- _Exercise materials_:
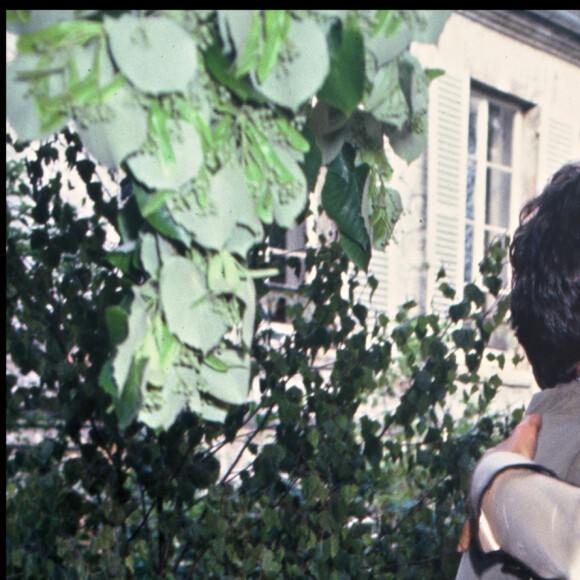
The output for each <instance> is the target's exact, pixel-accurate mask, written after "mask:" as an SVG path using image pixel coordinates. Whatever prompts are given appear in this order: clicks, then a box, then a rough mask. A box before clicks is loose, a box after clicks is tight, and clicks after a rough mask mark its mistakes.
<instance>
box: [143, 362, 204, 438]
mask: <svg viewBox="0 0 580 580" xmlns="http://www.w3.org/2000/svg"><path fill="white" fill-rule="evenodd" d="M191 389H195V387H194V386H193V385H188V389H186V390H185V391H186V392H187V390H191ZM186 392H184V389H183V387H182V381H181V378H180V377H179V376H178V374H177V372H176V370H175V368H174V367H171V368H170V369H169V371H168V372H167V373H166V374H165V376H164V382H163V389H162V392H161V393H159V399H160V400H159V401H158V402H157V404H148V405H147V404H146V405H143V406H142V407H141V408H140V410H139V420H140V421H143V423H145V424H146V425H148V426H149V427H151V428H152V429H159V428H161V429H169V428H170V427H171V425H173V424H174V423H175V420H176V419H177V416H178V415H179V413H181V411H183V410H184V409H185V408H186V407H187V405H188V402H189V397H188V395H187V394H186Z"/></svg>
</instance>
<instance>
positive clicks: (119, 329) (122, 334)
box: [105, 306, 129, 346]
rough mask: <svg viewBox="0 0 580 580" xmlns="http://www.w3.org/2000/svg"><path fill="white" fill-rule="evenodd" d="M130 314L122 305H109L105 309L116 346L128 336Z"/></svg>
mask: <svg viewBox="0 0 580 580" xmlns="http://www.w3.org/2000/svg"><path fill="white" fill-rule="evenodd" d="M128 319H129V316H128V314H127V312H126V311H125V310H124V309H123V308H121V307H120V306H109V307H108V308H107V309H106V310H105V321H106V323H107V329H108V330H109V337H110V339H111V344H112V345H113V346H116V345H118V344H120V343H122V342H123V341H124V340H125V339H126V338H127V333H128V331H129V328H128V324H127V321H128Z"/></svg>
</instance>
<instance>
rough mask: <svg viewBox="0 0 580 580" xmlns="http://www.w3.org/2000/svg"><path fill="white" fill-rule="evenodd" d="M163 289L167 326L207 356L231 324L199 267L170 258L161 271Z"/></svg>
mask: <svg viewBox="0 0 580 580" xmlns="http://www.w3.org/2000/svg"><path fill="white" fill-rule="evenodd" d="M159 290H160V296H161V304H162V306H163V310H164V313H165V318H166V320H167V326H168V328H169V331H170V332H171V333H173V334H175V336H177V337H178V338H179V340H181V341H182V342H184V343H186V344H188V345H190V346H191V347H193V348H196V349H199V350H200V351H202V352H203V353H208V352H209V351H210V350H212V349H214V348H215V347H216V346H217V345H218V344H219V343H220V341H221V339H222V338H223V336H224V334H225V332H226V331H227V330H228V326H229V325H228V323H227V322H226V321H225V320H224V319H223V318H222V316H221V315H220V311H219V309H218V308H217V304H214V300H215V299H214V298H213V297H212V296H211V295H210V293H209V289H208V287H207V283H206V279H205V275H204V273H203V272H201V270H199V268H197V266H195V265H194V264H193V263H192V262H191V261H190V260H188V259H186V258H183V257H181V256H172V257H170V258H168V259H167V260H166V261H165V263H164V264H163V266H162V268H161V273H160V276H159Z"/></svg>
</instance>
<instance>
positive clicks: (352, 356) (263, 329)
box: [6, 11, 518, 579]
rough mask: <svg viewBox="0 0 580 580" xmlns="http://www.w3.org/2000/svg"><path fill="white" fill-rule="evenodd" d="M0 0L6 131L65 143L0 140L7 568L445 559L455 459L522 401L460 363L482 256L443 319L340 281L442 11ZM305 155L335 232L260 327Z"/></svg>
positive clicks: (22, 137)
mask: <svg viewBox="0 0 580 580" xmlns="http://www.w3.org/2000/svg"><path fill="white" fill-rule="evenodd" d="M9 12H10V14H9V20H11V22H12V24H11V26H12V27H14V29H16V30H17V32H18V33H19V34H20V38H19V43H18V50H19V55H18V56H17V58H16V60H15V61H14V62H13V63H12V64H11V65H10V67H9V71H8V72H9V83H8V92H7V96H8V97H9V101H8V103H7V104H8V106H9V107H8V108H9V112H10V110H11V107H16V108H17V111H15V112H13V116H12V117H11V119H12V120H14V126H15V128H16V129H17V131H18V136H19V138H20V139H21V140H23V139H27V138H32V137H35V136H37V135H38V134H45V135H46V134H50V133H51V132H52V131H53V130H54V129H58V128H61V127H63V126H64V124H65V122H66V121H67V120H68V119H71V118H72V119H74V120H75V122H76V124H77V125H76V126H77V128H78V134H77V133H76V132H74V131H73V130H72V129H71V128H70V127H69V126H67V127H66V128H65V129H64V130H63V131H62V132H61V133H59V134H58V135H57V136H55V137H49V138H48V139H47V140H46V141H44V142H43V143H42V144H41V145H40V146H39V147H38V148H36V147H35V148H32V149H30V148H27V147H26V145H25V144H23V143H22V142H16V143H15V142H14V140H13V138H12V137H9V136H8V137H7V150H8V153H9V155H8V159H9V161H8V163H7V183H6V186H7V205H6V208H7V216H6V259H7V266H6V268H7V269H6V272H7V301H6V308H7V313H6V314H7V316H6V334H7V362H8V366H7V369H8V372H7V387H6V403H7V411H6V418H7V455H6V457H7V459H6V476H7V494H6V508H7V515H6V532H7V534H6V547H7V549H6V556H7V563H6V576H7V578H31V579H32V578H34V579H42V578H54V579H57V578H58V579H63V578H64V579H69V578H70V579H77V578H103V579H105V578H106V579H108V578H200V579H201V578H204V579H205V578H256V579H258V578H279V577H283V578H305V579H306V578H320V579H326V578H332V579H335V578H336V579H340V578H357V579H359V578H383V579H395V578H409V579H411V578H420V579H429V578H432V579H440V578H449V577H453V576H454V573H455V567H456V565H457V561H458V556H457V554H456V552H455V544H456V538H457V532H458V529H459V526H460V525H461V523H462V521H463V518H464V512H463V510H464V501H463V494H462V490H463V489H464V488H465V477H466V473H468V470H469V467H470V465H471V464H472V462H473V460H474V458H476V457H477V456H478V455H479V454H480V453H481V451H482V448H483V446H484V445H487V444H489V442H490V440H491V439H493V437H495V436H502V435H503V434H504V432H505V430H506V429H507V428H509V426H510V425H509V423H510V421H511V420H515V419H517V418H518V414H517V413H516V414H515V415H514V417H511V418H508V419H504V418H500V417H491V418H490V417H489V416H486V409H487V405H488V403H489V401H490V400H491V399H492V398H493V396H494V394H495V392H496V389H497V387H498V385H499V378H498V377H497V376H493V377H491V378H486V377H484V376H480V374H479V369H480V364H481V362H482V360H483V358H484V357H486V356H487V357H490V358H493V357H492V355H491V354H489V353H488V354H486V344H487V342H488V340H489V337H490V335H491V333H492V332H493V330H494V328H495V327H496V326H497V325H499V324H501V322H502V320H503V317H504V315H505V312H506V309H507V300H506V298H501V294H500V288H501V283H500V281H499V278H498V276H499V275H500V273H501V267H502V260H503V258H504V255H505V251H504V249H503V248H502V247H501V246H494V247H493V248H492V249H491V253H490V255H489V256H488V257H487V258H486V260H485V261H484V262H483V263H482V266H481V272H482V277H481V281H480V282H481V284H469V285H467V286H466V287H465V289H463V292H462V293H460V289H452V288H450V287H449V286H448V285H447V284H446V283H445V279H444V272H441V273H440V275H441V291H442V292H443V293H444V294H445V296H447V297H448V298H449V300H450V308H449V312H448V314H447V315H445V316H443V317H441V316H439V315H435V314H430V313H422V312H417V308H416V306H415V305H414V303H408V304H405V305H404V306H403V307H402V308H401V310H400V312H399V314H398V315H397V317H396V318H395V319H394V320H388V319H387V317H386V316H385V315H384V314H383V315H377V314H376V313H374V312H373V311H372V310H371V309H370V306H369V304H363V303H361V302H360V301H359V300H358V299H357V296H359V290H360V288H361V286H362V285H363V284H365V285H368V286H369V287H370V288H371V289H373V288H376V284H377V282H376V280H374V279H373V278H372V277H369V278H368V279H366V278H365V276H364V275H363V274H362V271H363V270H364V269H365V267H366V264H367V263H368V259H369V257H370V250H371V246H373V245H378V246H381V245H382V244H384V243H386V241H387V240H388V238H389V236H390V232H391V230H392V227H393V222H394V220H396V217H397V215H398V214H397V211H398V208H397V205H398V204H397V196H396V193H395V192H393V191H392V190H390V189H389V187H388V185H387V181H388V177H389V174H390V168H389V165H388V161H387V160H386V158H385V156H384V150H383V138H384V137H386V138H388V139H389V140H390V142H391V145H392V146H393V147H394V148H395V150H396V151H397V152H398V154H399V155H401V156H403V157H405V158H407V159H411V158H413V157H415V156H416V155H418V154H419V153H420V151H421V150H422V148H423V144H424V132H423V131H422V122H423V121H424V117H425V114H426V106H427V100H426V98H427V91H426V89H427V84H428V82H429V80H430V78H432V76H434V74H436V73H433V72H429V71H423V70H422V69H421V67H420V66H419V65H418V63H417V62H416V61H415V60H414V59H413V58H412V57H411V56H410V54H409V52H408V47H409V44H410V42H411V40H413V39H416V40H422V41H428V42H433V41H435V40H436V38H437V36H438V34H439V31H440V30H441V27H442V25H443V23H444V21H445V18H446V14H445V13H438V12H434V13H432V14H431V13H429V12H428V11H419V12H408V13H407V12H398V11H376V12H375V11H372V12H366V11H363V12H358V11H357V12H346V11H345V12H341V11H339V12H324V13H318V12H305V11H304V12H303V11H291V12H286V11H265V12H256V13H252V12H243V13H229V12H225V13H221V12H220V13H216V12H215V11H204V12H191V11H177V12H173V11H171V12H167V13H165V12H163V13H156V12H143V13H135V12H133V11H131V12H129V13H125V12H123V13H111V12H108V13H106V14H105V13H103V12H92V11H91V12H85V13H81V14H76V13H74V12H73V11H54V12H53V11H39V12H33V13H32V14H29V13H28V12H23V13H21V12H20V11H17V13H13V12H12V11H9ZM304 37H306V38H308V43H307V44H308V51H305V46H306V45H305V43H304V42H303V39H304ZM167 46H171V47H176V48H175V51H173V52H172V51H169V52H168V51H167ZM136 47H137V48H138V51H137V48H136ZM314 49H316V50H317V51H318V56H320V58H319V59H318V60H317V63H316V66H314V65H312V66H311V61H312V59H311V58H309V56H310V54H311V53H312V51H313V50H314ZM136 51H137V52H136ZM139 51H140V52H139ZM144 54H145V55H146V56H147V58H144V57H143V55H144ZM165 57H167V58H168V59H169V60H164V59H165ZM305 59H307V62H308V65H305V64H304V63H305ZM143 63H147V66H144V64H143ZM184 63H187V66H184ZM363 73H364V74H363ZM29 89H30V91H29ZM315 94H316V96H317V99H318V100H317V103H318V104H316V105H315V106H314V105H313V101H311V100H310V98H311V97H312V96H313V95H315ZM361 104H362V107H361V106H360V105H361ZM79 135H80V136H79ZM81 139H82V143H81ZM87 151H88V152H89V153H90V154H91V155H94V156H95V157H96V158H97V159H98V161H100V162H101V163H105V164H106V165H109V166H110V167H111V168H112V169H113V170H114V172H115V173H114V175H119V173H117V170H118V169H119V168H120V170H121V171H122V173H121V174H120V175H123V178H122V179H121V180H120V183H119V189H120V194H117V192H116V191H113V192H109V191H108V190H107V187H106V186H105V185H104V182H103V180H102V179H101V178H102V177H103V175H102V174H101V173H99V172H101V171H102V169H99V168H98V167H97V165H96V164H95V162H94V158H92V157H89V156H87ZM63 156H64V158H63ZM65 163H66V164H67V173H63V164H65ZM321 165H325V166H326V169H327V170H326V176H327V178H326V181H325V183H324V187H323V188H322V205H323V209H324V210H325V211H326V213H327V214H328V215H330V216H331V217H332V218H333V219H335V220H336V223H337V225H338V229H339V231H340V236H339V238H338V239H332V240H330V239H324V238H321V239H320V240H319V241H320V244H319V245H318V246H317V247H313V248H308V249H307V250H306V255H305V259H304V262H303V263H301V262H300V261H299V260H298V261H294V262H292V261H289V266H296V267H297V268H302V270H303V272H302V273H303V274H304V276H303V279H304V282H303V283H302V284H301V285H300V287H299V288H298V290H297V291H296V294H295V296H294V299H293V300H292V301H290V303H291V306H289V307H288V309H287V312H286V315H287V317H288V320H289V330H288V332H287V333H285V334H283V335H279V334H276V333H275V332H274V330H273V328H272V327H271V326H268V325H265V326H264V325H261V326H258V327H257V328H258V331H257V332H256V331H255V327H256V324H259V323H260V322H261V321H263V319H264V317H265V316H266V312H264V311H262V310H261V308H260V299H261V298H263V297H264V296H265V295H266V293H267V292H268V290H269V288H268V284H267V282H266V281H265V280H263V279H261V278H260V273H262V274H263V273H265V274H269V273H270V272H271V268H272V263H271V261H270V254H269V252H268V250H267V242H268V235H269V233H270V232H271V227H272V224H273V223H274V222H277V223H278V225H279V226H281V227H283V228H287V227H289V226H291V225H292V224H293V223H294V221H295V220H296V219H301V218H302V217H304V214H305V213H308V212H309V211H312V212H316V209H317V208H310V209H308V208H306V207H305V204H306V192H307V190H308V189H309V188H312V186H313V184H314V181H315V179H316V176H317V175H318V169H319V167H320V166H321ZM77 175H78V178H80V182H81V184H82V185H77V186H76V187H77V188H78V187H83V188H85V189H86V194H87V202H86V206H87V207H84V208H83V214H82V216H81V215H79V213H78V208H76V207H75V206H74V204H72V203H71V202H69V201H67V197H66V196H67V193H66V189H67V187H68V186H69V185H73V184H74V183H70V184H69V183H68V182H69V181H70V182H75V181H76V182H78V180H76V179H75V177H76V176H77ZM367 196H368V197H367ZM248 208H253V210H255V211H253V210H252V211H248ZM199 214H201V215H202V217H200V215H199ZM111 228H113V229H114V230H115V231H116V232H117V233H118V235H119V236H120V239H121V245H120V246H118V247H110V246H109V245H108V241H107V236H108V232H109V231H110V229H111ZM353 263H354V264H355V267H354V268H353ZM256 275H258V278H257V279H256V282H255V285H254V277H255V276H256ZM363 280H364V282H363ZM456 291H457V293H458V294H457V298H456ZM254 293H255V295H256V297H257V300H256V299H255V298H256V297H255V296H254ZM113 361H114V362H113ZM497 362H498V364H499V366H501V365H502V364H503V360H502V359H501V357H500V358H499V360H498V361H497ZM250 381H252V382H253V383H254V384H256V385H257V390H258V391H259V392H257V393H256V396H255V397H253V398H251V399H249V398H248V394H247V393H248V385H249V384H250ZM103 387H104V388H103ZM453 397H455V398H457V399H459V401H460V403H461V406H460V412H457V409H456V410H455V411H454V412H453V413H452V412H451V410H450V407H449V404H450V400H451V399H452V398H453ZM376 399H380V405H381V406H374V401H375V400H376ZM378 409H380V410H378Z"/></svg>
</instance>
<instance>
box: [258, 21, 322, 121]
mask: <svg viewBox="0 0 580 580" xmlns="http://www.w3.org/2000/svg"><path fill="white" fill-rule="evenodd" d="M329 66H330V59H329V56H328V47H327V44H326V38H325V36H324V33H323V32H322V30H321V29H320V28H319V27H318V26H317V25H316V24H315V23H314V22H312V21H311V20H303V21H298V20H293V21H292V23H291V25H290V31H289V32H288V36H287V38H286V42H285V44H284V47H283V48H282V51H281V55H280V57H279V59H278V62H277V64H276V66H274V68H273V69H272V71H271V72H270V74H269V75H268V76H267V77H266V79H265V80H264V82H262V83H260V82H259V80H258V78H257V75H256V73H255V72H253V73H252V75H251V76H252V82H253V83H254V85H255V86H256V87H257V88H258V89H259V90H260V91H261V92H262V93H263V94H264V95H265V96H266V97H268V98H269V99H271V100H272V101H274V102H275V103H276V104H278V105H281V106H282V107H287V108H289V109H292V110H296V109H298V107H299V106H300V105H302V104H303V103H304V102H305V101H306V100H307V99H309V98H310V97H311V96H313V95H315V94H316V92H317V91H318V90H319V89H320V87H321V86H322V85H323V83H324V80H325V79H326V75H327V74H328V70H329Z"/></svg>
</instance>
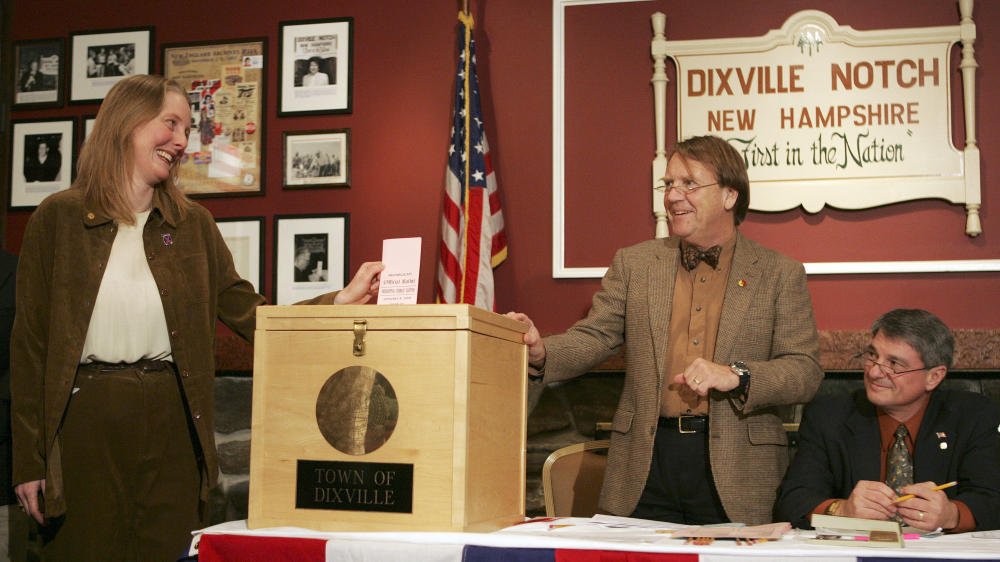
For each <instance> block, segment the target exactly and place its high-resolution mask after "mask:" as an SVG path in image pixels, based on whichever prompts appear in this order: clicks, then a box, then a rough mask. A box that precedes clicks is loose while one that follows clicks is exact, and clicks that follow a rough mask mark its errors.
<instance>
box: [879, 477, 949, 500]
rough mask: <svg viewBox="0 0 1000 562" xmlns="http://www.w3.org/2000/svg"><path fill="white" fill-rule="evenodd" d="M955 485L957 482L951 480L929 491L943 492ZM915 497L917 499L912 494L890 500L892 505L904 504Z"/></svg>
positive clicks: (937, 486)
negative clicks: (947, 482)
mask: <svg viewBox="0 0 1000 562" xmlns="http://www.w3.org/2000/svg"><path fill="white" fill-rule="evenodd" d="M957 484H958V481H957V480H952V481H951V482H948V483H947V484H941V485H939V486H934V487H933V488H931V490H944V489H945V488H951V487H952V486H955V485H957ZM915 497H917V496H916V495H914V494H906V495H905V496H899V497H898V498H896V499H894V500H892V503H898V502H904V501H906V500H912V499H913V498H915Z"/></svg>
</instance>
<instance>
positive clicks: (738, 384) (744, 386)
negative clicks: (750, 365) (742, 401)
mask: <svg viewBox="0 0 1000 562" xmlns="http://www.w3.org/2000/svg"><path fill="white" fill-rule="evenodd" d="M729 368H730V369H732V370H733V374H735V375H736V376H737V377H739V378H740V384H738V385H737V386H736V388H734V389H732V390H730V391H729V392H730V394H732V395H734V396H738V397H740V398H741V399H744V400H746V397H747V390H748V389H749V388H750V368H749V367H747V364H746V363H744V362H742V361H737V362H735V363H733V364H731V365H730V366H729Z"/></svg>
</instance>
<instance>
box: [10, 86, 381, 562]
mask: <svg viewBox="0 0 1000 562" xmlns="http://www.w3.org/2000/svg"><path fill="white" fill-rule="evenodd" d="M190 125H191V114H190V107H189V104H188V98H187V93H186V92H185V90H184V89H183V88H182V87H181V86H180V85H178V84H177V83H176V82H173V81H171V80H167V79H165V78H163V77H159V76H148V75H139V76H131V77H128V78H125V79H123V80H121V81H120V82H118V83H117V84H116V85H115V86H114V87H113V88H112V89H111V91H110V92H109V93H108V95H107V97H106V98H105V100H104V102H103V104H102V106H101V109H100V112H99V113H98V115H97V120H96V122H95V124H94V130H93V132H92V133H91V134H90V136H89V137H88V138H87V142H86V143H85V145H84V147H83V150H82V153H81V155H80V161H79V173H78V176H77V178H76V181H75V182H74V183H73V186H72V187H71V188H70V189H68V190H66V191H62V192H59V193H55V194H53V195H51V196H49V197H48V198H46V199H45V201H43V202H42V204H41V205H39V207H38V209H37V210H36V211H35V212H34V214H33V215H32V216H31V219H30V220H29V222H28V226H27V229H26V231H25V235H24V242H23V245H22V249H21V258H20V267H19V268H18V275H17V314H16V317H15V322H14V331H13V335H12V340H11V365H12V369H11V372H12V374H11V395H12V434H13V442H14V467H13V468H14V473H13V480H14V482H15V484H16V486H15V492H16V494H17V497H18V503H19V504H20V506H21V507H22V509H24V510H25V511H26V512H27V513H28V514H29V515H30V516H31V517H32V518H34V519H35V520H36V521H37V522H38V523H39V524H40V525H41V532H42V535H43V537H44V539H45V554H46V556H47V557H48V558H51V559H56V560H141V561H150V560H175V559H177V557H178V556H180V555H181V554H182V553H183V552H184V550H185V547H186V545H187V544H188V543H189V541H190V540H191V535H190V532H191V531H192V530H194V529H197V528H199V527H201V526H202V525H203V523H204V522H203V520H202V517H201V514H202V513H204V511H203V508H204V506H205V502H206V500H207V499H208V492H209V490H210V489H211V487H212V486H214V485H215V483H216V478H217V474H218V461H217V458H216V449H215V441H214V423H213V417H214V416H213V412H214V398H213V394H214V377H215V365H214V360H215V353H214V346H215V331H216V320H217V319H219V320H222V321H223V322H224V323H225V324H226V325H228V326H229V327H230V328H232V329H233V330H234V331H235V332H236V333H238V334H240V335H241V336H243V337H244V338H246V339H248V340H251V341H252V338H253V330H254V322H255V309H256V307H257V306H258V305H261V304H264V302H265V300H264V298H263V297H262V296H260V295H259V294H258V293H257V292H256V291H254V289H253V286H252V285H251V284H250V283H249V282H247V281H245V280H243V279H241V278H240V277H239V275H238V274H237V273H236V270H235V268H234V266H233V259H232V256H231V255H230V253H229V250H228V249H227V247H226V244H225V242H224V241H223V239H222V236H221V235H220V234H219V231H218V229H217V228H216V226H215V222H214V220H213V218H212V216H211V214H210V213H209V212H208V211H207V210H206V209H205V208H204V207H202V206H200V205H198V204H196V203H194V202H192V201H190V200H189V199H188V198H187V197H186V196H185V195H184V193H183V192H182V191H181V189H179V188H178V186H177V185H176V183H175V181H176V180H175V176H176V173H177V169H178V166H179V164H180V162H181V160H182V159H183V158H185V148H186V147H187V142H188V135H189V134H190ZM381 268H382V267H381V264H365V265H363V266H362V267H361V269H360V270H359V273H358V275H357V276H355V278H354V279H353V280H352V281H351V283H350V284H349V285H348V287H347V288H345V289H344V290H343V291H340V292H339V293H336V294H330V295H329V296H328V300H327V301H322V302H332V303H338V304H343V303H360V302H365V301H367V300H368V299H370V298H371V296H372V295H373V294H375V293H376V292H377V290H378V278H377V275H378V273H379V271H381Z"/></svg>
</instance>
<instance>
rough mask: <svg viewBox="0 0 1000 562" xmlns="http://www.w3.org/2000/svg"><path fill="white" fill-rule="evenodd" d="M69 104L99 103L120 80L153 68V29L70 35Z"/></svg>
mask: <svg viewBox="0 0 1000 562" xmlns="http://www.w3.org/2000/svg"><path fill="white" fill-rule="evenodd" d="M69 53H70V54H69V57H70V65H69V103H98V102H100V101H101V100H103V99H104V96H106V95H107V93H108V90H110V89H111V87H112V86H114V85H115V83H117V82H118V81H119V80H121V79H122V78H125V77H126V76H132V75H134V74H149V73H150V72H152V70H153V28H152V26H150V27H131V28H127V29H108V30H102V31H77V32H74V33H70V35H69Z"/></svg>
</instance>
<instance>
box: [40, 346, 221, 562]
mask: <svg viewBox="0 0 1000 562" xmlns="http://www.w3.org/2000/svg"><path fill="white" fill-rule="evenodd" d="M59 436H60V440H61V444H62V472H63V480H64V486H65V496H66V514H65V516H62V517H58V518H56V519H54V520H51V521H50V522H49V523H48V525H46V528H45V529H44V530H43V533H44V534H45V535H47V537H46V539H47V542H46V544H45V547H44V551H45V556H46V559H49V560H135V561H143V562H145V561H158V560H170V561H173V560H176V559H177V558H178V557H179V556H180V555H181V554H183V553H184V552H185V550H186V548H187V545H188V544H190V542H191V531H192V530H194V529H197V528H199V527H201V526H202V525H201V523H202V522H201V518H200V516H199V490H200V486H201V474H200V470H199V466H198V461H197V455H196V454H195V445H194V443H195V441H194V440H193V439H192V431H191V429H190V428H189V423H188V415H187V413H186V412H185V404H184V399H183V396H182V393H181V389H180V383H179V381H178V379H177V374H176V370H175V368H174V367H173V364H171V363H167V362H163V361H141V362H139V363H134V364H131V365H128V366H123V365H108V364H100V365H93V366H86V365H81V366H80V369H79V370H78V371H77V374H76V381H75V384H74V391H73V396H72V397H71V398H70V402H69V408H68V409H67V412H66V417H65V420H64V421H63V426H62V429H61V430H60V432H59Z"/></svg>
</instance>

- _Task_: A single number is required: the count of lines in the data that contain the string "exact".

- _Written answer_: 2